-- INSTRUÇÃO DADA A --
Na passagem fornecida abaixo, de acordo com que relação deve ser aferida a excepção de preterição de tribunal arbitral voluntário?

-- PASSAGEM FORNECIDA --
--------------------

XIII. A excepção de preterição de tribunal arbitral voluntário - ou violação de convenção de arbitragem (neste caso, de cláusula compromissória) - tal como outras excepções dilatórias como a incompetência do tribunal ou a ilegitimidade das partes, deve ser aferida de acordo com a relação controvertida tal como configurada pela Autora (art. 26.º, n.º 3, do CPC).
XIV. De outra maneira, chegamos ao absurdo de, no final do processo, se ter de concluir pela improcedência do pedido ou pela violação de convenção de arbitragem.
XV. Esta é, também, a jurisprudência do Supremo Tribunal de Justiça: vide, v.g. Acórdãos de 11-06-2002 (proc. 02B1429), de 13-05-2004 (proc. 04A1213), de 12-02-2004 (proc. 04B128), de 27-01-2004 (proc. 03A4065), de 06-03-2002 (proc. 01S3359) e de 09-02-1999 (proc. 98A1250), todos disponíveis em www.dgsi.pt;
XVI. A LAV não obriga à assinatura de ambas as partes, “dado tratar-se de formalidades ad probationem e não ad substantiam” (Acórdão do Supremo Tribunal de Justiça de 30-04-96, proc. 96A049, disponível em www.dgsi.pt).

--------------------

-- EXCERTOS DE DADOS --
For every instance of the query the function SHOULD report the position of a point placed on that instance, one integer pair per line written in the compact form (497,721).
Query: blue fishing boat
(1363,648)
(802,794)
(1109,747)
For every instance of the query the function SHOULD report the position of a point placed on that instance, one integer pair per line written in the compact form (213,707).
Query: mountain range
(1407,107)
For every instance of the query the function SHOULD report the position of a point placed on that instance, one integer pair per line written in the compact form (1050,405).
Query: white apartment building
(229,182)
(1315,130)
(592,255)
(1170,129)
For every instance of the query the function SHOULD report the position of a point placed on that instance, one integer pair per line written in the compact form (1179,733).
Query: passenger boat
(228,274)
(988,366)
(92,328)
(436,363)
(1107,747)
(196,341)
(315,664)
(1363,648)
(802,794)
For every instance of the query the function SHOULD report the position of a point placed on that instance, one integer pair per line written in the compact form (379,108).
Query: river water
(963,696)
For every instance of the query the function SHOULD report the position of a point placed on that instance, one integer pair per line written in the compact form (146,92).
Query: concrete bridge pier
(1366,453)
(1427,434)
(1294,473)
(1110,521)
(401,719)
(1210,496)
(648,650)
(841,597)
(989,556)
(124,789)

--------------------

-- INSTRUÇÃO DADA B --
Transcreva todas as linhas dos excertos de dados acima, sem qualquer alteração.

-- RESPOSTA À TAREFA A --
De acordo com a relação controvertida tal como configurada pela Autora (art. 26.º, n.º 3, do CPC).

-- RESPOSTA À TAREFA B --
For every instance of the query the function SHOULD report the position of a point placed on that instance, one integer pair per line written in the compact form (497,721).
Query: blue fishing boat
(1363,648)
(802,794)
(1109,747)
For every instance of the query the function SHOULD report the position of a point placed on that instance, one integer pair per line written in the compact form (213,707).
Query: mountain range
(1407,107)
For every instance of the query the function SHOULD report the position of a point placed on that instance, one integer pair per line written in the compact form (1050,405).
Query: white apartment building
(229,182)
(1315,130)
(592,255)
(1170,129)
For every instance of the query the function SHOULD report the position of a point placed on that instance, one integer pair per line written in the compact form (1179,733).
Query: passenger boat
(228,274)
(988,366)
(92,328)
(436,363)
(1107,747)
(196,341)
(315,664)
(1363,648)
(802,794)
For every instance of the query the function SHOULD report the position of a point placed on that instance, one integer pair per line written in the compact form (379,108).
Query: river water
(963,696)
For every instance of the query the function SHOULD report the position of a point placed on that instance, one integer pair per line written in the compact form (146,92).
Query: concrete bridge pier
(1366,453)
(1427,434)
(1294,473)
(1110,521)
(401,719)
(1210,496)
(648,650)
(841,597)
(989,556)
(124,789)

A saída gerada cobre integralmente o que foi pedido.